[Begin DATASET]

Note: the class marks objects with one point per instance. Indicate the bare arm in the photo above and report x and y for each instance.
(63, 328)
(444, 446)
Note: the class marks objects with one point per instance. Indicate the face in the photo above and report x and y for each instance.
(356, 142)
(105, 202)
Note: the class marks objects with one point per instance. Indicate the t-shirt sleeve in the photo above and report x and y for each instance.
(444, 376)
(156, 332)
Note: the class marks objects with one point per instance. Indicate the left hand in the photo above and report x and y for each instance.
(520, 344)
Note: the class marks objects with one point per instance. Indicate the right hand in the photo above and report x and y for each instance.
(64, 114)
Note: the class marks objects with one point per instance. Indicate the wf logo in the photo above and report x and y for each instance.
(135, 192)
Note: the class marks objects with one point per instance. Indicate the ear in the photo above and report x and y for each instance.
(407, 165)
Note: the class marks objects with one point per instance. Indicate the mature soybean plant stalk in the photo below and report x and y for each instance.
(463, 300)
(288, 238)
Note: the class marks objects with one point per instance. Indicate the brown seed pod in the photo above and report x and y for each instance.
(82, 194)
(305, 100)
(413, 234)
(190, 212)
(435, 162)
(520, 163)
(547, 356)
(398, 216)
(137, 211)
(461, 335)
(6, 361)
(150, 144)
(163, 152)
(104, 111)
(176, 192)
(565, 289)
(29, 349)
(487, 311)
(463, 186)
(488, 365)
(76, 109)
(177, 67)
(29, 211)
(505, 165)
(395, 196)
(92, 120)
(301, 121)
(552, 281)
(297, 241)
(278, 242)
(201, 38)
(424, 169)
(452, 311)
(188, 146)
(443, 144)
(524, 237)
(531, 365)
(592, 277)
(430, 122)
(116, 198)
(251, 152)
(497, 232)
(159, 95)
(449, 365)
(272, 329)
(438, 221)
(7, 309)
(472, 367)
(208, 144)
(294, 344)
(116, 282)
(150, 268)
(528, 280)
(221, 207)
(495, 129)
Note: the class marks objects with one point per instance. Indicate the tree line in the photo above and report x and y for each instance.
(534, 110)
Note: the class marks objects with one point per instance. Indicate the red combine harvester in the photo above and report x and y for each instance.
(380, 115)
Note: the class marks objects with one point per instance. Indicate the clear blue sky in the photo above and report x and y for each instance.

[End DATASET]

Extract the data exactly as given.

Note: the class marks objects with one point per instance. Indicate the bare arm in the photo above and report x and y for each instance.
(63, 328)
(444, 446)
Note: the class marks objects with one point per instance. Indicate the face in the photo above and report x and y for each instance.
(356, 142)
(105, 202)
Note: the class marks objects with one point per instance. Indicate the t-shirt sleeve in the photo above and report x and y for each instance.
(444, 376)
(156, 332)
Note: the class marks objects with one point per instance. Indicate the left hand in the photo above and report x and y for each instance.
(520, 344)
Note: the class marks objects with one point per instance. Indicate the right hand in the photo above and report x and y for each instance.
(64, 114)
Note: the class marks objects with one point per instance. Indicate the wf logo in the photo above and report x and y for each instance.
(135, 192)
Note: the class marks objects with one point per instance. Indicate the ear in the photo above and report x and y for each instance.
(407, 165)
Note: the class marks objects with one point per instance. Indicate the mature soybean plant stalk in the photo below and report x and y for each instance.
(463, 300)
(288, 238)
Note: the class marks objects with one point per instance. Indicate the brown seed pod in the photo above and report x and y for each instance.
(82, 194)
(305, 100)
(413, 234)
(190, 212)
(435, 162)
(520, 163)
(547, 356)
(398, 216)
(137, 211)
(461, 335)
(6, 361)
(150, 144)
(163, 152)
(104, 111)
(176, 192)
(565, 289)
(29, 349)
(487, 311)
(463, 186)
(488, 365)
(76, 109)
(177, 67)
(29, 211)
(505, 165)
(395, 196)
(92, 120)
(301, 121)
(552, 281)
(297, 241)
(278, 242)
(201, 38)
(424, 169)
(452, 311)
(188, 146)
(443, 144)
(524, 237)
(531, 365)
(592, 277)
(430, 122)
(116, 198)
(251, 152)
(497, 232)
(159, 95)
(449, 365)
(272, 329)
(438, 221)
(7, 309)
(472, 367)
(208, 144)
(294, 344)
(116, 282)
(150, 268)
(528, 280)
(221, 207)
(495, 129)
Note: the class marks objects with one point per instance. Indicate the tree line in the photo above and report x and y for each instance.
(534, 110)
Note: the class marks objects with one point per instance. Indicate the red combine harvester in the photo above and report x and y for each instance.
(380, 115)
Note: the class marks objects with one point per instance. Indicate the clear blue sky in the photo above and report x and y for each instance.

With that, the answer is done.